▶ [Document extract]
········

I would expect to pay the entire cost as the buyer of the horse, and I'd also expect to dictate exactly what gets covered by the PPE. It would be one thing if the seller was promising you that the horse does *not* have a metabolic disorder...but it doesn't sound to me like the seller has actually explored this route - sounds like he just assumed that the horse pudgied-up because of inactivity and excess feeding. If he was promising you this, it might be reasonable to ask him to foot the bill for a test (or to give you the results of the test that *he* had performed, as a part of the horse's medical records).

In this case, it sounds like the questions about a possible metabolic disorder come from you, so probably the test will also be out of your pocket.

Everything is negotiable, though - if the owner is conscientious he might be willing to split those charges...that way if the sale falls through due to a metabolic problem, at least he'd know about that and be able to manage it better than he has been.
Foxhunter likes this.
     
    07-03-2012, 08:50 AM
  #4
Weanling
Yes, its the Clyde X mare. Did you see the ad? I may have been hasty to call her cresty, she may just have a fat neck. I've been doing some internet research (which is funny because I always tell my clients not to do that) and I've seen a lot of cresty neck pictures and hers isnt that bad in comparison. She does have the fat deposits over her body though...
     
    07-03-2012, 09:16 AM
  #5
Yearling
I missed the ad. I think drafts are at risk for EMS a little more than the hot-blooded horses - and if that guy wasn't feeding her a TON then I don't see how she'd get all those fat deposits. Even with a "kind of" cresty neck, I'd still want the vet to look into the EMS at a PPE...
     
    07-03-2012, 09:22 AM
  #6
Weanling
I want to say he told me he was feeding 12lbs a day of 12%. Swears she was near underweight when he got her. Whatever. I have a hard time trusting people. Do you happen to know what all is involved with testing for EMS?

Heres the ad btw
Clydesdale Cross
     
    07-03-2012, 09:30 AM
  #7
Yearling
She doesn't look super cresty to me. A little, maybe, but those drafts are kind of cresty naturally, so that could just be the Clyde coming through.

I don't know exactly what's involved in EMS testing - probably blood tests looking for raised insulin/blood sugars would be my guess.

I had a crash course in this stuff because when the horse that is now mine came into the barn for the lesson program (he wasn't mine then, but I was considering making him so) he had a thick wavy coat and went through vast amounts of water. I have to keep two water buckets in his stall for over-night, even now. We thought he might have Cushing's and got him tested for that. He came up negative, and then his weird coat fell out and didn't come back, so it looks like that was just from the neglect he'd been undergoing before he came into the barn. And he just goes through a lot of water. I paid an extra $150 for a comprehensive panel of blood tests at the PPE just in case though. They didn't turn up anything weird, and now I have a good set of reference points in case he gets sick later.

········

▶ [Data for review]

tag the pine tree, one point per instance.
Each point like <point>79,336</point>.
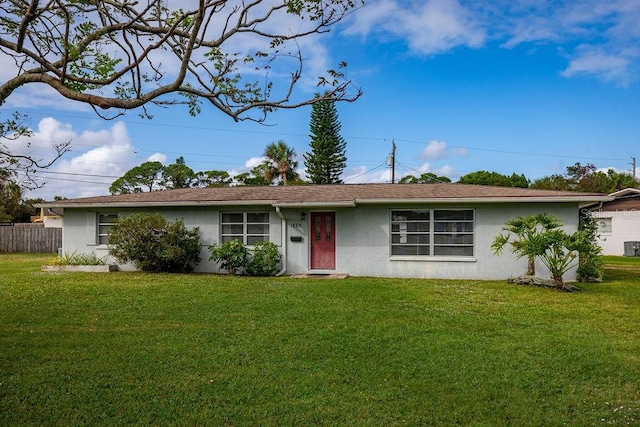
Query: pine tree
<point>327,158</point>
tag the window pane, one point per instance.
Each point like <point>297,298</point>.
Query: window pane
<point>248,228</point>
<point>107,218</point>
<point>232,217</point>
<point>104,229</point>
<point>258,228</point>
<point>261,217</point>
<point>409,250</point>
<point>457,239</point>
<point>441,215</point>
<point>417,226</point>
<point>410,238</point>
<point>232,229</point>
<point>410,215</point>
<point>255,239</point>
<point>459,227</point>
<point>453,250</point>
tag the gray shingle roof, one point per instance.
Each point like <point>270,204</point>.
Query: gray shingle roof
<point>326,195</point>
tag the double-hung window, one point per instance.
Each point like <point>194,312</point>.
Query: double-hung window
<point>432,232</point>
<point>246,227</point>
<point>105,222</point>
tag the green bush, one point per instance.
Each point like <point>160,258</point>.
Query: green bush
<point>79,259</point>
<point>590,267</point>
<point>265,259</point>
<point>153,244</point>
<point>232,256</point>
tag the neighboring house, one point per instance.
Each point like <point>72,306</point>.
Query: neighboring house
<point>619,223</point>
<point>386,230</point>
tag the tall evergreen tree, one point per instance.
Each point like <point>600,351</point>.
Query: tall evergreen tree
<point>327,158</point>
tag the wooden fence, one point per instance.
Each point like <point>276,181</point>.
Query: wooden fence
<point>30,238</point>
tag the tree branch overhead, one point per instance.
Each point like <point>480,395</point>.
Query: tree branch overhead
<point>123,55</point>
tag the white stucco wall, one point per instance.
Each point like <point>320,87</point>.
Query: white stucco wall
<point>363,244</point>
<point>362,237</point>
<point>625,227</point>
<point>80,230</point>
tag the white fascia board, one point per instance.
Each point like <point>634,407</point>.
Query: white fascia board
<point>160,204</point>
<point>336,204</point>
<point>474,200</point>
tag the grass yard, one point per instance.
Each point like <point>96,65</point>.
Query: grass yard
<point>134,348</point>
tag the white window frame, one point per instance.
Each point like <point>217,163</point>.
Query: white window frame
<point>103,227</point>
<point>432,233</point>
<point>605,225</point>
<point>246,236</point>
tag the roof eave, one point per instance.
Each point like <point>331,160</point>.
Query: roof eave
<point>475,200</point>
<point>325,205</point>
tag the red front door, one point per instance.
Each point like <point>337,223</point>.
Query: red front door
<point>323,240</point>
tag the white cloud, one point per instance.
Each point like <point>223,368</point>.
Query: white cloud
<point>596,61</point>
<point>157,157</point>
<point>436,150</point>
<point>438,26</point>
<point>429,28</point>
<point>107,155</point>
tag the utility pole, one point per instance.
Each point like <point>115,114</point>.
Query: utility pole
<point>391,161</point>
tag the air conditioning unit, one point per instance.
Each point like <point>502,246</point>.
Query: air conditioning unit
<point>631,248</point>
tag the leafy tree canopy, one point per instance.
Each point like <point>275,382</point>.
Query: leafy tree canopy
<point>113,54</point>
<point>145,177</point>
<point>586,178</point>
<point>494,178</point>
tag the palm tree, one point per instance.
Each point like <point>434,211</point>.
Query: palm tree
<point>525,230</point>
<point>279,162</point>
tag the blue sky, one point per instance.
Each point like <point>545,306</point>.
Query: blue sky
<point>508,86</point>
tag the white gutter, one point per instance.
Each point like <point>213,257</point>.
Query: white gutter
<point>284,241</point>
<point>326,205</point>
<point>476,200</point>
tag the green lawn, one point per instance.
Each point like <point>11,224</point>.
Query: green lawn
<point>134,348</point>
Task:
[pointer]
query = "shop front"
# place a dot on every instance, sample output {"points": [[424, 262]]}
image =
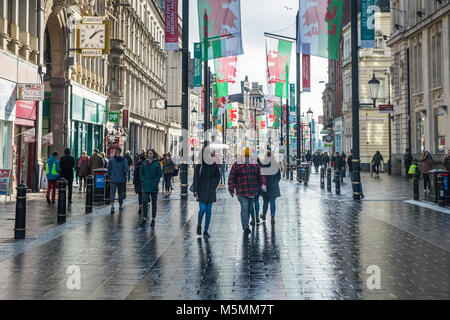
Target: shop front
{"points": [[88, 111], [25, 141]]}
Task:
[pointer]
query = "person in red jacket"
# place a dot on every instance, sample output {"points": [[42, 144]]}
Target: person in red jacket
{"points": [[245, 179]]}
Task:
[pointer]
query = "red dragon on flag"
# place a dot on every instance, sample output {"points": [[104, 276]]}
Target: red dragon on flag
{"points": [[226, 69]]}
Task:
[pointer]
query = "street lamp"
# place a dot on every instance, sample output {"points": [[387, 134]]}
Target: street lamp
{"points": [[309, 115], [374, 86]]}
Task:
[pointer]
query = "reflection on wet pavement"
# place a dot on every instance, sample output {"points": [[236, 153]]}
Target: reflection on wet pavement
{"points": [[319, 248]]}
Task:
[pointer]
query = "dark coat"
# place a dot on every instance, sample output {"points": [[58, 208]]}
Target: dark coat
{"points": [[272, 184], [137, 178], [66, 165], [150, 176], [206, 182]]}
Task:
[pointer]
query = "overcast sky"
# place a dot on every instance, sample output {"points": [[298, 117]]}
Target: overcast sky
{"points": [[259, 16]]}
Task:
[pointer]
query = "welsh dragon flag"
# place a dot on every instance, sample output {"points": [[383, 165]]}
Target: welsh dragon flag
{"points": [[319, 27], [219, 24], [226, 76], [232, 115], [278, 53]]}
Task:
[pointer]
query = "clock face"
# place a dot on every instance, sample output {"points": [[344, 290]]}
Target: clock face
{"points": [[92, 36]]}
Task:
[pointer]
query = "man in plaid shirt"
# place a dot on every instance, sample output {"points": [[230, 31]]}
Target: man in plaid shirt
{"points": [[245, 178]]}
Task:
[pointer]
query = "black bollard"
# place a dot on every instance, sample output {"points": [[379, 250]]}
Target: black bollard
{"points": [[416, 186], [306, 176], [62, 187], [329, 179], [322, 178], [107, 190], [89, 193], [440, 186], [21, 212], [338, 182]]}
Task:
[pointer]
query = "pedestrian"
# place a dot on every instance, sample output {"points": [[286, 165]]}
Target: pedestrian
{"points": [[168, 171], [205, 182], [52, 172], [130, 164], [105, 160], [376, 162], [427, 166], [117, 174], [96, 161], [83, 170], [244, 179], [150, 173], [272, 177], [67, 165], [447, 161], [137, 180], [350, 170], [407, 158]]}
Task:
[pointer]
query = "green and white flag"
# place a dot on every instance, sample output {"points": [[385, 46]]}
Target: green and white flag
{"points": [[219, 24], [278, 53]]}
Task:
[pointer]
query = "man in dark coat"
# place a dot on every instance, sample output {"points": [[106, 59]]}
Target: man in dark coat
{"points": [[67, 165], [206, 180]]}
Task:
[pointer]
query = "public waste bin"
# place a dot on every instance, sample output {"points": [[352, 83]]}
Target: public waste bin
{"points": [[99, 184]]}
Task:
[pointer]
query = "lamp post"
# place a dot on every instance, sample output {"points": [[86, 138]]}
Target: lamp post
{"points": [[309, 115]]}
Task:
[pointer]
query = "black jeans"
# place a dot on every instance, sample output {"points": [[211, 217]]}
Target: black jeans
{"points": [[145, 200], [426, 181]]}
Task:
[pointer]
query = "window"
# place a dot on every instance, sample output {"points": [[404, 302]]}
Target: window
{"points": [[440, 132], [420, 133]]}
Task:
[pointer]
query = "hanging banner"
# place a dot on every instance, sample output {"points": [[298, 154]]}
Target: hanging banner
{"points": [[319, 28], [278, 57], [306, 72], [367, 23], [197, 66], [226, 76], [219, 23], [171, 25], [292, 99]]}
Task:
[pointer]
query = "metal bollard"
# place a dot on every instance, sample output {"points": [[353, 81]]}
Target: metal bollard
{"points": [[440, 186], [329, 179], [89, 193], [338, 182], [322, 178], [21, 212], [107, 190], [416, 186], [62, 187], [306, 176]]}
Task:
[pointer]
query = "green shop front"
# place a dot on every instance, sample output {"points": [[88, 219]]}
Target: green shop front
{"points": [[88, 113]]}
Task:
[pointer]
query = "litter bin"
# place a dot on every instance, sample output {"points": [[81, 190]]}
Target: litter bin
{"points": [[434, 193], [99, 184]]}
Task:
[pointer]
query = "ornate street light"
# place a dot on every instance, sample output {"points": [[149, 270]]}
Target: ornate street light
{"points": [[374, 86]]}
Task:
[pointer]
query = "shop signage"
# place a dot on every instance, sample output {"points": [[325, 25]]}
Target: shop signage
{"points": [[5, 176], [47, 140], [30, 91], [113, 117], [171, 25], [29, 136], [386, 108], [7, 100]]}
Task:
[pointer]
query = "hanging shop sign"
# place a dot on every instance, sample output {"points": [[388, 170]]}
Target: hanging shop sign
{"points": [[30, 91], [386, 108], [171, 25]]}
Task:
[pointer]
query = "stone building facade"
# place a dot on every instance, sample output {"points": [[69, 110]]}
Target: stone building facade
{"points": [[421, 90]]}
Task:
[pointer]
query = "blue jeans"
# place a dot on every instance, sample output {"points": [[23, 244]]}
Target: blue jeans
{"points": [[246, 207], [204, 207], [266, 202], [255, 208]]}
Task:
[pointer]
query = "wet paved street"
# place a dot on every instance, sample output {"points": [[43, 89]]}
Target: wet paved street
{"points": [[321, 247]]}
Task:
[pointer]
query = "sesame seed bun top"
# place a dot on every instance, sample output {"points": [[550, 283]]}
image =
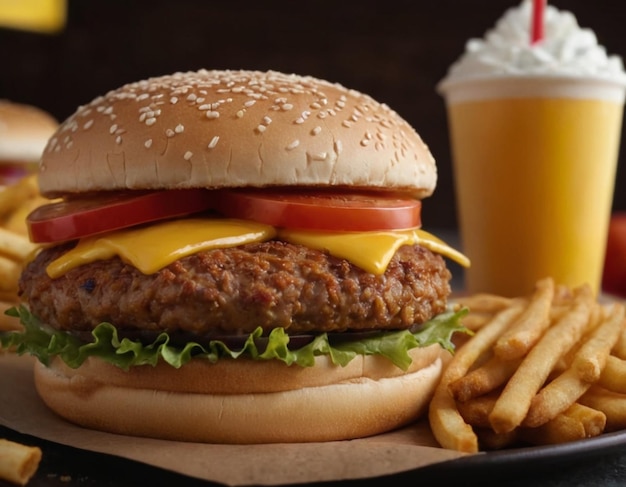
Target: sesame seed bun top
{"points": [[24, 132], [235, 128]]}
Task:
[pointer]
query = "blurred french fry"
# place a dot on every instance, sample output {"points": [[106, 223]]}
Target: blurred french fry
{"points": [[476, 320], [9, 273], [522, 336], [612, 404], [515, 400], [14, 195], [16, 221], [446, 422], [8, 323], [485, 302], [18, 462]]}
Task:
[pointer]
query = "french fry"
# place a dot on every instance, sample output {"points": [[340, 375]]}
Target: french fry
{"points": [[527, 330], [446, 422], [18, 462], [560, 375], [612, 404], [486, 378], [555, 398], [514, 402], [593, 421], [560, 429], [619, 350], [485, 303], [475, 321], [613, 377], [591, 358], [476, 410]]}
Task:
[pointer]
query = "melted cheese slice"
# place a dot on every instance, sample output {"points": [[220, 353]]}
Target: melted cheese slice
{"points": [[153, 247], [371, 251]]}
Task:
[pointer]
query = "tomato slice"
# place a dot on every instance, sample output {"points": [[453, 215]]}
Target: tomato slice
{"points": [[76, 218], [322, 210]]}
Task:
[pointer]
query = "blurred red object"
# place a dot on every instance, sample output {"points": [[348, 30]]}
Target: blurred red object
{"points": [[614, 276]]}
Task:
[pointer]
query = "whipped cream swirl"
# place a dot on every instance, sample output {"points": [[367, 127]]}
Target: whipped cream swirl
{"points": [[566, 50]]}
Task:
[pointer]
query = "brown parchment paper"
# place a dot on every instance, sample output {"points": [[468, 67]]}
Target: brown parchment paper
{"points": [[412, 447]]}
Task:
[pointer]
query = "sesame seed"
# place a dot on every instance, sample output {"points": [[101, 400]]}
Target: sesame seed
{"points": [[214, 142]]}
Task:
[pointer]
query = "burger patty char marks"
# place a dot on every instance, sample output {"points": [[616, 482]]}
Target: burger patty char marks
{"points": [[235, 290]]}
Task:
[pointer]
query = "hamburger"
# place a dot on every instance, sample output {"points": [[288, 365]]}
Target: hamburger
{"points": [[24, 132], [236, 257]]}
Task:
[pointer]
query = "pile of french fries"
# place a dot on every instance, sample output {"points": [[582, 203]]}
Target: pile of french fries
{"points": [[16, 201], [542, 369]]}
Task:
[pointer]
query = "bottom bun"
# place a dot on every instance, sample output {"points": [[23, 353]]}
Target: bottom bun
{"points": [[351, 408]]}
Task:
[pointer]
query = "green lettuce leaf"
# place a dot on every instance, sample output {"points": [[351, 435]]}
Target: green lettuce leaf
{"points": [[45, 343]]}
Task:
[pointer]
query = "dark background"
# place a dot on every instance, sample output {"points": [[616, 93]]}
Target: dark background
{"points": [[394, 50]]}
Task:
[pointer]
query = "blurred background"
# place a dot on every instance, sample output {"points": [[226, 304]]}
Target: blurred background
{"points": [[394, 50]]}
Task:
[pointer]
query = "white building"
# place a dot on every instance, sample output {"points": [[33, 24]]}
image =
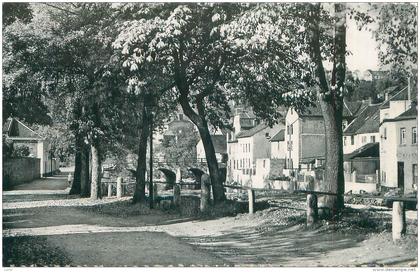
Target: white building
{"points": [[220, 148], [39, 147], [362, 130]]}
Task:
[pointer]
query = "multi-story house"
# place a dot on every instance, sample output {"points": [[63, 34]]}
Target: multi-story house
{"points": [[278, 145], [305, 135], [253, 152], [398, 146], [362, 130], [39, 146], [242, 120], [220, 148]]}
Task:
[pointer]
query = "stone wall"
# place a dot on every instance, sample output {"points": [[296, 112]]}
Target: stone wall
{"points": [[20, 170]]}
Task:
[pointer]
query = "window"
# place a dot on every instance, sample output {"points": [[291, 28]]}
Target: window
{"points": [[402, 136], [372, 139], [383, 177]]}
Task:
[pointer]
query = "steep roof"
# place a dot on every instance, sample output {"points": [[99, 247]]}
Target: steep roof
{"points": [[279, 137], [409, 114], [395, 96], [368, 150], [17, 129], [354, 107], [219, 143], [252, 131], [315, 111], [367, 121]]}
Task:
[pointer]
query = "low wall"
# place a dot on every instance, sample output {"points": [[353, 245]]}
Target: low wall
{"points": [[20, 170], [355, 187]]}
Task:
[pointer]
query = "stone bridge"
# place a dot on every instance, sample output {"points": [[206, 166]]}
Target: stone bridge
{"points": [[178, 170]]}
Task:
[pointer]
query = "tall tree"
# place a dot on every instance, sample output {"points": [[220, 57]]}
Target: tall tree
{"points": [[178, 41], [288, 46]]}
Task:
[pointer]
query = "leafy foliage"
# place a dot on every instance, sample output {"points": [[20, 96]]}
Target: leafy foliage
{"points": [[397, 34]]}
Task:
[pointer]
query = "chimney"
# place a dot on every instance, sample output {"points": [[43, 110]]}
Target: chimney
{"points": [[409, 89]]}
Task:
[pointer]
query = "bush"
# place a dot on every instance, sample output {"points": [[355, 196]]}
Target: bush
{"points": [[21, 151]]}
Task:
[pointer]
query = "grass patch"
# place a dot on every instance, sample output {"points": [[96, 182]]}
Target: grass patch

········

▶ [Exercise requirements]
1. Reproduce the passage of the horse-buying forum thread that begins at the words "07-03-2012, 09:22 AM" and stops after "Clyde coming through.", swapping "drafts" for "draft horses".
2. In the horse-buying forum thread, how much extra did the poster pay for a comprehensive panel of blood tests at the PPE?

▶ [Solutions to the tasks]
1.
07-03-2012, 09:22 AM
  #6
Weanling
I want to say he told me he was feeding 12lbs a day of 12%. Swears she was near underweight when he got her. Whatever. I have a hard time trusting people. Do you happen to know what all is involved with testing for EMS?

Heres the ad btw
Clydesdale Cross
     
    07-03-2012, 09:30 AM
  #7
Yearling
She doesn't look super cresty to me. A little, maybe, but those draft horses are kind of cresty naturally, so that could just be the Clyde coming through.

2. $150.